• [DATA SHOWN]
********************

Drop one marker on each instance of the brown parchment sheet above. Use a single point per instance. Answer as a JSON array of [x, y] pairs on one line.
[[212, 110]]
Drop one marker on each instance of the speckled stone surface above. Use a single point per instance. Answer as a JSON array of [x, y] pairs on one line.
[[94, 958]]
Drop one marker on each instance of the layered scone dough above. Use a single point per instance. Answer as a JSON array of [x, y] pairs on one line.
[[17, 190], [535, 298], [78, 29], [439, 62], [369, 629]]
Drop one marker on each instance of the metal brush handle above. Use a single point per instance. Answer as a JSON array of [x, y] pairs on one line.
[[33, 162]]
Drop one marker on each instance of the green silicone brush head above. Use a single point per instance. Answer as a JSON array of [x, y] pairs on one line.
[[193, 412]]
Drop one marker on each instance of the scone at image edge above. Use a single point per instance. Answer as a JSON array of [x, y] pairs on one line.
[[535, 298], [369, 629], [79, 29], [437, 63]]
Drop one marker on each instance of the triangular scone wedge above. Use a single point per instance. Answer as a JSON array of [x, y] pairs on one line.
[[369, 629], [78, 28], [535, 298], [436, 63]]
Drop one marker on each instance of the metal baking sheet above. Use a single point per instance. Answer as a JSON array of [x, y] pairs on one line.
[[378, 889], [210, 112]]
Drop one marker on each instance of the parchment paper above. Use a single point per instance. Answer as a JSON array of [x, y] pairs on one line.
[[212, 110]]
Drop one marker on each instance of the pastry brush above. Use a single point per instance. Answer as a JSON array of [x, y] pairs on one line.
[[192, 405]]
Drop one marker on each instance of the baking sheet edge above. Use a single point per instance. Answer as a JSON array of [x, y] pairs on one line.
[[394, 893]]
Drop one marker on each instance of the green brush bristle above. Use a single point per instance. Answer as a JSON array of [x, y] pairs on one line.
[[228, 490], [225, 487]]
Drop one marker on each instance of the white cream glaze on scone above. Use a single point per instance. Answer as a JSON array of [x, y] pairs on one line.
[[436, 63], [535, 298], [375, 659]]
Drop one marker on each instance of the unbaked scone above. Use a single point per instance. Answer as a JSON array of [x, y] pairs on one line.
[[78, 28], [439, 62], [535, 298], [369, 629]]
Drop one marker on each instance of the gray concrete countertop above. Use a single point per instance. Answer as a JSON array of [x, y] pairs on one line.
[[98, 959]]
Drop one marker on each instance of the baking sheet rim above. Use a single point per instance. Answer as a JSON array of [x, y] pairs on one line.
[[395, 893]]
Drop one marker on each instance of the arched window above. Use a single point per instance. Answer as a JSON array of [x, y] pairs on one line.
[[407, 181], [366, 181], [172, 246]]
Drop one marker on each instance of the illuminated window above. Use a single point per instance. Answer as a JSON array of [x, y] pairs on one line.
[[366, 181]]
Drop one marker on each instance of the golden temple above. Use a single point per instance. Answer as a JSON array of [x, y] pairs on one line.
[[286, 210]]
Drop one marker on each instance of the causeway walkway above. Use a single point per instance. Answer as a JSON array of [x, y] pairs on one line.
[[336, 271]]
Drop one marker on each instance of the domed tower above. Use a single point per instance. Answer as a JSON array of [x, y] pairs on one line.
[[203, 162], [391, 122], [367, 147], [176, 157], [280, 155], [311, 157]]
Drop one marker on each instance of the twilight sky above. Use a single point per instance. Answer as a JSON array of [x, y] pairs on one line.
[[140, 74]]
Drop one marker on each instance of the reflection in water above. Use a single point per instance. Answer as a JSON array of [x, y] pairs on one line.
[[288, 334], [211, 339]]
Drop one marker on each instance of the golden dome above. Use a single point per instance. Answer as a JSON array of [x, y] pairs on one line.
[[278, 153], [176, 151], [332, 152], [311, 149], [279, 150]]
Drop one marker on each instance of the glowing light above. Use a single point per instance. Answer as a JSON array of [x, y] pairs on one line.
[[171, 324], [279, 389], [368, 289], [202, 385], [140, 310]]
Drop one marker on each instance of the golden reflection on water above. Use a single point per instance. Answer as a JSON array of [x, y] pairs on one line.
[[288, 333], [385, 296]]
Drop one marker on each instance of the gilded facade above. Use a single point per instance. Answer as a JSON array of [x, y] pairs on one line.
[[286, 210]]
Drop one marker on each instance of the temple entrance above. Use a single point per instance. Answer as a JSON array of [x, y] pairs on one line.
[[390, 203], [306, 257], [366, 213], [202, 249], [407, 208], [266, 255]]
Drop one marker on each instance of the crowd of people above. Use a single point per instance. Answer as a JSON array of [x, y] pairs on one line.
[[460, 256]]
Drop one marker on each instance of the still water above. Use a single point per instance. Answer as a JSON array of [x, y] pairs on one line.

********************

Set the data down again in full, exactly as given.

• [RESULT BELOW]
Drop one marker on each instance of the brown parchment sheet above. Use a single point per instance. Answer as a JSON array of [x, y] pairs on one line.
[[212, 110]]
Drop one marker on each instance of the speckled stone surface above. Use a single point per instance. Answer as a JSON array of [x, y] pairs on one line.
[[94, 958]]
Drop one marker on each instance of the layered scone dough above. Use a single point per instance. Answer as a JSON array of [x, y] pairs on one line.
[[17, 190], [535, 298], [78, 29], [439, 62], [369, 629]]
Drop one marker on each instance of the metal brush handle above. Use a single point per instance. Answer as a JSON array of [x, y] pairs on one line.
[[33, 162]]
Drop one marker on each instance of the green silicone brush head above. Use a single point per instance. Answer as a JSON array of [x, y] pairs on one line.
[[193, 412]]
Drop one marker on each instance of the scone at image edge above. Use a single point per instance. Answer as a JSON array of [x, y] pairs on one line.
[[535, 298], [369, 629], [79, 29], [437, 63]]
Drop one marker on each instance of the triangular scone wedge above. Use a single point per instance. Answer as a JSON array of [x, y] pairs on one line.
[[369, 629], [78, 28], [535, 298], [436, 63]]
Drop one marker on each instance of the metal baking sheet above. Use a single point per instance. Answer as a JSON array of [x, y] pairs on one line.
[[378, 889], [210, 112]]
Drop one marker on each instance of the parchment paper above. Use a single point per instance. Answer as a JSON array of [x, y] pairs on one line.
[[212, 110]]
Drop one marker on each instance of the pastry brush above. Use a single point per instance. Answer as a JSON array of [x, y] pairs on one line.
[[192, 405]]
Drop one marker on each instance of the baking sheet edge above. Use a single point per instance. Answer as a JSON array of [x, y] pairs on one line.
[[394, 893]]
Drop one marker on each instance of the green brush bristle above. Use a single point per instance. Answer as a JSON array of [x, y] pairs on one line.
[[228, 490], [225, 487]]
Drop one marker on each instance of the white cream glaze on scone above. Use a single point per instance. Answer as a JSON array of [x, y] pairs on one line.
[[436, 63], [535, 298], [375, 659]]
Drop one marker on each instance of the unbaked scone above. Use a single point per instance. Answer as a JSON array of [x, y] pairs on one line.
[[78, 28], [439, 62], [535, 298], [369, 629]]
Drop one marker on each instance of the gray concrete countertop above. Use a single point per instance. Answer as a JSON array of [x, y] pairs on one line.
[[98, 959]]
Drop one marker on each instance of the baking sheet rim above. Use a single point per instance. Answer as a JSON array of [x, y] pairs on one line.
[[395, 893]]
Drop one marker on each instance of the arched window above. Use a single point per instance. Answer as a JSON array of [x, y] pairs on one line.
[[407, 181], [366, 181], [172, 246]]
Drop one marker on each instance of the illuminated window above. Use a single point per instance. Answer as a JSON array of [x, y] pairs on one line.
[[366, 181]]
Drop one marker on each instance of the golden temple above. Use a single point per instance. Answer as a JSON array of [x, y] pairs on one line.
[[286, 210]]
Drop one marker on each instance of the causeway walkway above. Use a single point per instance. Answer as a JSON array of [x, y] pairs on one line.
[[336, 271]]
Drop one marker on each instance of the domed tower above. Use a single point per instance. Answer as a JSON array of [x, y] pairs on one line.
[[203, 162], [391, 122], [367, 147], [176, 157], [280, 155], [311, 157]]
Drop one marker on each instance of the twilight sky above. Use a single point per instance. Answer as a JSON array of [x, y] pairs on one line.
[[140, 74]]
Drop one marker on each instance of the reflection in water above. Use a single point per instance. Answer as a JSON array of [x, y] pairs on one line.
[[288, 334], [211, 339]]
Drop one marker on each instance of the golden dome above. Use a single point per instance. Answer as a JSON array of [x, y] pairs on one line.
[[278, 153], [176, 151], [332, 152], [311, 149], [279, 150]]
Drop one marker on each instance of the glowing light above. Use a single point per instance. Answer as a JSON array of [x, y] pairs on one line.
[[171, 324], [279, 389], [368, 289], [202, 385], [140, 310]]
Drop one marker on each instance of the golden reflection on water above. Use a single point per instance. Answer as a JSON array of [x, y] pairs on one line.
[[288, 333], [385, 296]]
Drop one marker on each instance of the gilded facade above. Use a single point per instance. Answer as a JSON array of [x, y] pairs on one line.
[[286, 210]]
Drop one marker on each instance of the temple entrance above. Use a single point per instance. Answer as a JSON array of [x, y] pairs on one line.
[[390, 203], [306, 257], [366, 213], [202, 249], [407, 208], [266, 255]]
Drop one marker on each instance of the crowd of people above. Use a single point per instance. Answer as a JSON array of [x, y] pairs on one line.
[[460, 256]]
Drop one marker on each instance of the still water above. Use a single point per instance. Answer as a JSON array of [x, y] pairs on one line.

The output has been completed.